[GEGEVEN TEKST]
┌──
De auteur maakt aannemelijk dat een gedicht mooi vinden en begrijpen weliswaar in elkaars verlengde kunnen liggen, maar niet noodzakelijkerwijs samen hoeven te gaan. Anders gezegd: ik kan ontroerd zijn door de schoonheid van een gedicht, ook zonder dat ik precies weet of weer kan geven waar het over gaat. Sterker nog: de rode draad die door de hele bundel loopt is De Conincks speurtocht naar de 'inhoud van poëzie'. En om maar meteen de uitkomst te verklappen: hij vindt DE inhoud niet, hoogstens een inhoud, een mogelijke betekenis (of enkele betekenissen) die een gedicht naar zijn mening zou kunnen hebben.
Als lezer van andermans en -vrouws gedichten stelt de auteur zich zeer bescheiden op en is hij graag bereid zijn eigen lezing/interpretatie te ruilen voor een andere en (misschien) betere. Ook is hij niet te beroerd om zijn eigen ideeën over een dichter kritisch te toetsen en te corrigeren. Dat gebeurt o.a. in een mooie beschouwing over het werk van Willem van Toorn, waar hij een jaar of tien geleden nogal wat bedenkingen bij had gekregen en die hij nu met andere ogen leest. Die herlezing maakt een grondige revisie van zijn mening toen noodzakelijk en De Coninck doet dat dan ook in alle eerlijkheid en stevig onderbouwd.
└──
[TE BEKIJKEN GEGEVENS]
┌──
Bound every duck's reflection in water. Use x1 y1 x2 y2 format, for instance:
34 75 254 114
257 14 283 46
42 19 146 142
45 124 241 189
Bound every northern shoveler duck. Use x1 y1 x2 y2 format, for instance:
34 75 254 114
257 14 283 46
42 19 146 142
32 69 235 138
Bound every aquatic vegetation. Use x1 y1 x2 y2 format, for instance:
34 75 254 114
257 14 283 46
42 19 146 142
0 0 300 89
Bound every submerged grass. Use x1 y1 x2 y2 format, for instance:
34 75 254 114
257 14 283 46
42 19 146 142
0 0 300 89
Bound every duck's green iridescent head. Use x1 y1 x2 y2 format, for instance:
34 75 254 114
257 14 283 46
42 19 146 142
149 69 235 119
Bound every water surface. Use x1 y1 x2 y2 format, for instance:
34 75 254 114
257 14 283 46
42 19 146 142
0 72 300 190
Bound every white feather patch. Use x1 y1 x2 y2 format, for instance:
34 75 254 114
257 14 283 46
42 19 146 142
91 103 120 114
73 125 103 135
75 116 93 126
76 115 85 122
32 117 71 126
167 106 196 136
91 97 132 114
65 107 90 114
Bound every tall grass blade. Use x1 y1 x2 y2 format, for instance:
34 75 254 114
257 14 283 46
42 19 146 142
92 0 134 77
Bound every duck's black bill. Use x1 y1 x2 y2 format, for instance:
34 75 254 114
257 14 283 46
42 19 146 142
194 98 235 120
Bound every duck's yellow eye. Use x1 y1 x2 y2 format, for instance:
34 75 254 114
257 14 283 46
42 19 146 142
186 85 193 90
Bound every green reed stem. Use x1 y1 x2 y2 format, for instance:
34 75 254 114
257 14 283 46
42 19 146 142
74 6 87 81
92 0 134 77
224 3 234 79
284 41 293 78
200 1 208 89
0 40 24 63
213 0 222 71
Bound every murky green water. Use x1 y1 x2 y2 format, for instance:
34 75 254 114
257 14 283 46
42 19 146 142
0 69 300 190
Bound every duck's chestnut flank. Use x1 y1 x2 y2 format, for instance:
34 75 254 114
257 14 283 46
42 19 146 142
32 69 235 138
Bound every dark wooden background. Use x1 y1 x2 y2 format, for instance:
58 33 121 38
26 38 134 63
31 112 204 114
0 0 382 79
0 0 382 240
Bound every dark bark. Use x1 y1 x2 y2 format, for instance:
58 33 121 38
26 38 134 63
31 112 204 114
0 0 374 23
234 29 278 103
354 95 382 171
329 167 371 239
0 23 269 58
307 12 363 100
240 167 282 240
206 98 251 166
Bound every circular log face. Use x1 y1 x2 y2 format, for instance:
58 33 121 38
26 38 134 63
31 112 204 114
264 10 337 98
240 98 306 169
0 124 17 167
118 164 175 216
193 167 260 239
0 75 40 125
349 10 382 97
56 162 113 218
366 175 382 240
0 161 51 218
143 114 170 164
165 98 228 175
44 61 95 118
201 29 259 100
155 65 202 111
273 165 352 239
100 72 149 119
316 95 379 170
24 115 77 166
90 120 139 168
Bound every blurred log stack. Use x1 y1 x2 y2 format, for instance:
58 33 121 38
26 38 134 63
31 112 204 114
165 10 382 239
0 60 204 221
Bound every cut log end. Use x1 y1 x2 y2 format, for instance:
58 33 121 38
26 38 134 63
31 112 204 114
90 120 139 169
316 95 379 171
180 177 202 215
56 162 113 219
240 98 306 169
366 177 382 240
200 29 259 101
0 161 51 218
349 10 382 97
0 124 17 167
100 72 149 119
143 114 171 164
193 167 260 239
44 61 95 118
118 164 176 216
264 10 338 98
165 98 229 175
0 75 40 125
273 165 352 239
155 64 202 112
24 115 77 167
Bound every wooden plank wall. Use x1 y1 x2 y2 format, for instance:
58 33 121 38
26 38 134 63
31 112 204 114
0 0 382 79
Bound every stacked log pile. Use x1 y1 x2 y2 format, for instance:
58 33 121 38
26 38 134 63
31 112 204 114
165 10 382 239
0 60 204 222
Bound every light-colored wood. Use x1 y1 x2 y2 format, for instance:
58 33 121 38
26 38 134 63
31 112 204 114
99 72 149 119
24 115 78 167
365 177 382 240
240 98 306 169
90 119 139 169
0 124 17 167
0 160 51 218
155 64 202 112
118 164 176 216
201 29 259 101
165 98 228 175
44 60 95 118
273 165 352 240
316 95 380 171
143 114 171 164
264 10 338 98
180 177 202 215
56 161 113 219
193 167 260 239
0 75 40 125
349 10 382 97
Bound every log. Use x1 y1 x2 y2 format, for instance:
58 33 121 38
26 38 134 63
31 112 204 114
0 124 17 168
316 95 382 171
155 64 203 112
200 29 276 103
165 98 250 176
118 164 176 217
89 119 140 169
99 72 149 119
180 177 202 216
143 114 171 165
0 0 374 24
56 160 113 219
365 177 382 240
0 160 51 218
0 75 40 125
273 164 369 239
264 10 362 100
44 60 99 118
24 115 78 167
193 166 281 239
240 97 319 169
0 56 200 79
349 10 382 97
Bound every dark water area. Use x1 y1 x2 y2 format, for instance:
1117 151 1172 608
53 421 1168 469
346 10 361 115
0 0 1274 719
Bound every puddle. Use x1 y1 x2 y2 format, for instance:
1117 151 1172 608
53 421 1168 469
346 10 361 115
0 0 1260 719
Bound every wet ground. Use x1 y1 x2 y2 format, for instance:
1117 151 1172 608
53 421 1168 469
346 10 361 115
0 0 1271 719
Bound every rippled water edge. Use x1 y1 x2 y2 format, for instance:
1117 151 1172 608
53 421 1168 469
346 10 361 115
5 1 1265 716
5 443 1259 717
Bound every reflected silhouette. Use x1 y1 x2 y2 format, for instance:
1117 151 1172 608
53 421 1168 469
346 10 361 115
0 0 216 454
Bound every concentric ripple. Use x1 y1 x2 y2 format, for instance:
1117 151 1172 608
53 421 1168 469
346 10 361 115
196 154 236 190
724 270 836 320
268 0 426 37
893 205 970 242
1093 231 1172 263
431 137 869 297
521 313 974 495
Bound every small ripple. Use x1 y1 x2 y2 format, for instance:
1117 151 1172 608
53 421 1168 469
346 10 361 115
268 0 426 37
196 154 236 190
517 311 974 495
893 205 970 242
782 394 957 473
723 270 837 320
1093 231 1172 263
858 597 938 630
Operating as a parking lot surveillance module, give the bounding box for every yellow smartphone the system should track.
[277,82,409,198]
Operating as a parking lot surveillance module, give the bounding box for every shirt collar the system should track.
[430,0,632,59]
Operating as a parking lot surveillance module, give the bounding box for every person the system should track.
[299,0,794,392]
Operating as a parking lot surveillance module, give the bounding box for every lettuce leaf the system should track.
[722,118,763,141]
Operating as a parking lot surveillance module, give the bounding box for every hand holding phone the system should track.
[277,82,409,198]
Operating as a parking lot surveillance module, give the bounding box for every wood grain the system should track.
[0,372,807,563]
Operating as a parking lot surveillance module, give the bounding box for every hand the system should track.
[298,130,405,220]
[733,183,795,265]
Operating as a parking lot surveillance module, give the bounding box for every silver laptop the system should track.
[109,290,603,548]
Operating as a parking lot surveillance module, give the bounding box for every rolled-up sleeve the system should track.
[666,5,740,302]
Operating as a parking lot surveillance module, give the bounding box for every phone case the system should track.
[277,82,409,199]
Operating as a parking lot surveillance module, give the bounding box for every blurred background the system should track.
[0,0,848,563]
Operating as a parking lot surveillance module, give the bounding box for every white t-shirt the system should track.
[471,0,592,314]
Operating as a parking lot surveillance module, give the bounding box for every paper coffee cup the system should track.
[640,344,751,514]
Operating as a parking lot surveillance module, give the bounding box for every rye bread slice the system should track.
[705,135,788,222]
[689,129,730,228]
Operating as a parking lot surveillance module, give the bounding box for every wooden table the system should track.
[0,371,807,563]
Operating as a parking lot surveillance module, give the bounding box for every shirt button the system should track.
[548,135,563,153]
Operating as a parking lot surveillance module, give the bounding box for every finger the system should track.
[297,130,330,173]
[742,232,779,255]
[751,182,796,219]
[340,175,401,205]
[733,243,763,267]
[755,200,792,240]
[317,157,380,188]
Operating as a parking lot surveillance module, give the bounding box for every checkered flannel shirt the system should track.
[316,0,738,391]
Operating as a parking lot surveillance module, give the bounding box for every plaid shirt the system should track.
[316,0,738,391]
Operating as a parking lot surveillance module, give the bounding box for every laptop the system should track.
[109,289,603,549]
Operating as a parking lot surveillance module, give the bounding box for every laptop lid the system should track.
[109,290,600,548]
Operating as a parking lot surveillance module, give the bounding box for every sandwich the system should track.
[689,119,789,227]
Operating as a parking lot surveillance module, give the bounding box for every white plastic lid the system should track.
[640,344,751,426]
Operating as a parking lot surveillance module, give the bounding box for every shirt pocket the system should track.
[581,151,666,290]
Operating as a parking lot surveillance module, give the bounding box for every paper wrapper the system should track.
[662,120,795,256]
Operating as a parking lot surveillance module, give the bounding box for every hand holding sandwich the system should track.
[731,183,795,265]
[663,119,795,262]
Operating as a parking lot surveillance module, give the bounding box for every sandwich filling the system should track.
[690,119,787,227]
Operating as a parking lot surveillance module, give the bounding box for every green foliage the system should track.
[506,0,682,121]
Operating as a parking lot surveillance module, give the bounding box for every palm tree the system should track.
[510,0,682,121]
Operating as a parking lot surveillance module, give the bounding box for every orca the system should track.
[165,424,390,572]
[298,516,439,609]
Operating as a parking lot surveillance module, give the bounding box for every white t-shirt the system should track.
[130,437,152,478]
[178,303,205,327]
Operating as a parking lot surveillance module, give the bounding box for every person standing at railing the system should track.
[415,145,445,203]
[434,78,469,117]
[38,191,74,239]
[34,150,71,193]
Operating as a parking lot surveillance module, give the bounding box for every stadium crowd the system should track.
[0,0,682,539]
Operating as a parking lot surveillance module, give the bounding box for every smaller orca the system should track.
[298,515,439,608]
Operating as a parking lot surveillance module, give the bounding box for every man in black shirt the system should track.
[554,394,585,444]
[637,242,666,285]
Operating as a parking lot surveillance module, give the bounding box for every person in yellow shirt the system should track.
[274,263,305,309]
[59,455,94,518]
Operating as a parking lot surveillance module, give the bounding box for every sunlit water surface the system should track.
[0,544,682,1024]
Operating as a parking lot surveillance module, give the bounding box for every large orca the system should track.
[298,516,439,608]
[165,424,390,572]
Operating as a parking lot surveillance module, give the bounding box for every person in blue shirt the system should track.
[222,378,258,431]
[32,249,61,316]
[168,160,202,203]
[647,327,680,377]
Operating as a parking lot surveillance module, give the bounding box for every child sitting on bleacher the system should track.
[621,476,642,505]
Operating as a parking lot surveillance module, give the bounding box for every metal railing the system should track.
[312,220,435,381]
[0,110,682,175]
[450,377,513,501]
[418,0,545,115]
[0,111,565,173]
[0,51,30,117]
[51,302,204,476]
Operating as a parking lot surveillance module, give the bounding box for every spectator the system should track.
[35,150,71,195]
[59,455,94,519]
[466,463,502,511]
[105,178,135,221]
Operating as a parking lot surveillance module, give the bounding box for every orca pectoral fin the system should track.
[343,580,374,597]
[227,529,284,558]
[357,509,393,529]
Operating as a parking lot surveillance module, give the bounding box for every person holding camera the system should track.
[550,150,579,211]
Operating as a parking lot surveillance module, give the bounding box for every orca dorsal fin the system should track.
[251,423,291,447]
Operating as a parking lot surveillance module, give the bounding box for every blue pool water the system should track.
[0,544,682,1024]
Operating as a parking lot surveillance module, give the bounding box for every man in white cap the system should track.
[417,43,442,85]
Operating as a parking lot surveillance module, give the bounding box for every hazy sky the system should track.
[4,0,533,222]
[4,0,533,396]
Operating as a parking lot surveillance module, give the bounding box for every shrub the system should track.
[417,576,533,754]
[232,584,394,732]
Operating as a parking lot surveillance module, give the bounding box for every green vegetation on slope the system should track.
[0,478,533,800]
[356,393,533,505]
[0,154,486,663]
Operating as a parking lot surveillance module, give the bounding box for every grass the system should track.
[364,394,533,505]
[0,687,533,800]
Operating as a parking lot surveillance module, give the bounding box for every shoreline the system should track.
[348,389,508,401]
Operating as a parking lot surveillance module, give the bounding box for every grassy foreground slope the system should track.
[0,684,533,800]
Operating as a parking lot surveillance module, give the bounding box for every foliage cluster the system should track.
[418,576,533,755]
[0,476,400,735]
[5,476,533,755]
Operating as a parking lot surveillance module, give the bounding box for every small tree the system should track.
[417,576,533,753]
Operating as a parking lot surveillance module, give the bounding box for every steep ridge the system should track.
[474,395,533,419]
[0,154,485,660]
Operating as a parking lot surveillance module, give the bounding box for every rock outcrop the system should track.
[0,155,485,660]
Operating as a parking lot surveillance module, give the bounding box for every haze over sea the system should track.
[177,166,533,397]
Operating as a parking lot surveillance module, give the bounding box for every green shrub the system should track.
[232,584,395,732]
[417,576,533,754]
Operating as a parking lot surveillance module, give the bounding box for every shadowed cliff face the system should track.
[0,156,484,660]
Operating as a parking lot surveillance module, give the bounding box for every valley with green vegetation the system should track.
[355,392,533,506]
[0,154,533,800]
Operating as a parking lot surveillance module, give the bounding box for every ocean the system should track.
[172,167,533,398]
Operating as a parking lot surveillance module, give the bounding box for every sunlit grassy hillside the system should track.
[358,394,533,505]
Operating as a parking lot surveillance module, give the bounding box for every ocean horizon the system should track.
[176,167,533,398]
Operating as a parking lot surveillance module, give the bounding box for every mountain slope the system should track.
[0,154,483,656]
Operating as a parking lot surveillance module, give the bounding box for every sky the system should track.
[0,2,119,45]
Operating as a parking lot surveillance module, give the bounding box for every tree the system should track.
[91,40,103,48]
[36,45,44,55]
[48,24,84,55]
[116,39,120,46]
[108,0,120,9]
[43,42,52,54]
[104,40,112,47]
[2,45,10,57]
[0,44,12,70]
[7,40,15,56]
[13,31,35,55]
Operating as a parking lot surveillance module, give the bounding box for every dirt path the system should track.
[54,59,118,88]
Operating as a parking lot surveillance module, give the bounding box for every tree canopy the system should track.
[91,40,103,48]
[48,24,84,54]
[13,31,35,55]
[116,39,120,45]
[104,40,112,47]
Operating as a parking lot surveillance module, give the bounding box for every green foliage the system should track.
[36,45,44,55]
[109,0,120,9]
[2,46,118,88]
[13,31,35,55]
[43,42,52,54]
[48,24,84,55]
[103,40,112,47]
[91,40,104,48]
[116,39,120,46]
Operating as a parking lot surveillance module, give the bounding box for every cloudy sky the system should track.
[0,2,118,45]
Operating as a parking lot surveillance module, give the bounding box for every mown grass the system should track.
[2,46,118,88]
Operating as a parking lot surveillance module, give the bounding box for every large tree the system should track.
└──
[LIJST MET OPDRACHTEN]
a) Citeer uit de gegeven tekst het stuk dat begint bij de woorden "De auteur maakt" en ophoudt na "zou kunnen hebben.". Neem elk woord letterlijk over.
b) Kloppen deze uitspraken volgens de gegeven tekst? Antwoord per uitspraak met ja of nee en citeer letterlijk de woorden die de doorslag geven.
(i) De auteur vindt uiteindelijk DE inhoud van poëzie.
(ii) De auteur wil zijn eigen lezing van een gedicht graag inruilen voor een andere.
(iii) Ongeveer tien jaar geleden had de auteur bedenkingen bij het werk van Willem van Toorn.

[ANTWOORDEN]
a)
De auteur maakt aannemelijk dat een gedicht mooi vinden en begrijpen weliswaar in elkaars verlengde kunnen liggen, maar niet noodzakelijkerwijs samen hoeven te gaan. Anders gezegd: ik kan ontroerd zijn door de schoonheid van een gedicht, ook zonder dat ik precies weet of weer kan geven waar het over gaat. Sterker nog: de rode draad die door de hele bundel loopt is De Conincks speurtocht naar de 'inhoud van poëzie'. En om maar meteen de uitkomst te verklappen: hij vindt DE inhoud niet, hoogstens een inhoud, een mogelijke betekenis (of enkele betekenissen) die een gedicht naar zijn mening zou kunnen hebben.

b)
(i) Nee: "hij vindt DE inhoud niet, hoogstens een inhoud"
(ii) Ja: "is hij graag bereid zijn eigen lezing/interpretatie te ruilen voor een andere en (misschien) betere"
(iii) Ja: "waar hij een jaar of tien geleden nogal wat bedenkingen bij had gekregen"